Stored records

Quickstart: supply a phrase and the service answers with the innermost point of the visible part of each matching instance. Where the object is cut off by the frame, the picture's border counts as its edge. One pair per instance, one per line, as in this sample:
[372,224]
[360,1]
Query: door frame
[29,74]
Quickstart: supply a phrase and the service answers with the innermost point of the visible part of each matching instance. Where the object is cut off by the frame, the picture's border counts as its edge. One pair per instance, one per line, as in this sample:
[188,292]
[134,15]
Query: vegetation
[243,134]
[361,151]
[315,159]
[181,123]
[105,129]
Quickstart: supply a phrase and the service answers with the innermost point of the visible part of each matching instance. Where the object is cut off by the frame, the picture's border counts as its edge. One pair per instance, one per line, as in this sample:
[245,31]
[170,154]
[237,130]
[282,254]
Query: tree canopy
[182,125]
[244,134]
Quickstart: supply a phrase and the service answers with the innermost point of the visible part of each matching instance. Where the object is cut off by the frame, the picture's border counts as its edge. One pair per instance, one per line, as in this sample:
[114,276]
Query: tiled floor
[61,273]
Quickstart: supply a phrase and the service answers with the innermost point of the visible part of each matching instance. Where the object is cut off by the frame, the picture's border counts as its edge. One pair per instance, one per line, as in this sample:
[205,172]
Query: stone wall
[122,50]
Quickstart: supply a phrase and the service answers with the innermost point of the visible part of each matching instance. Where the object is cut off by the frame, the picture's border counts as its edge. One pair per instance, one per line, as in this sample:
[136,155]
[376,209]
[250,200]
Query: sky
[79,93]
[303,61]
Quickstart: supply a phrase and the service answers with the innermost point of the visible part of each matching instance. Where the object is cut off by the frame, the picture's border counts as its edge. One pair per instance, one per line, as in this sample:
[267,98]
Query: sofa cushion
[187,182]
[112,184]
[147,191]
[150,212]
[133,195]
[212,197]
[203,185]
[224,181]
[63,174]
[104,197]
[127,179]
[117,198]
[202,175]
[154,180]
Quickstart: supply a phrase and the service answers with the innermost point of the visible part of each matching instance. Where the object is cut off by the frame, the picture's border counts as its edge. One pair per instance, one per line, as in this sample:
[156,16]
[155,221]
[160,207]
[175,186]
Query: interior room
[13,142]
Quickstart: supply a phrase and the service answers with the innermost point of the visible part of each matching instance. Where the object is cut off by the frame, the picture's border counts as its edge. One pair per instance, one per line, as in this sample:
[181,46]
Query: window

* Exercise prompt *
Take the line holding "Query: sofa cushion" and the lines after it through the end of the entries. Retype them exactly and add nothing.

* Finished exercise *
Query: sofa cushion
[187,182]
[112,184]
[147,191]
[150,212]
[133,195]
[212,197]
[203,185]
[224,181]
[63,174]
[104,197]
[127,179]
[117,198]
[202,175]
[154,180]
Quickstart: supply a phrase and the service answers with the innermost point of the visible part of each matching instance. Where the object is cut off by the frame, the picture's border counts as its edge. One pair per instance, one per line, as in this sample:
[156,16]
[155,221]
[160,207]
[175,186]
Query: interior room
[13,142]
Quickstart: supply a phrase and the service answers with the innermost point of the visible part of each matching instance. Where the object is cut off by the frame, the picture's border counts as its edge. One pair per instance, one per line, as in this sample:
[181,46]
Query: window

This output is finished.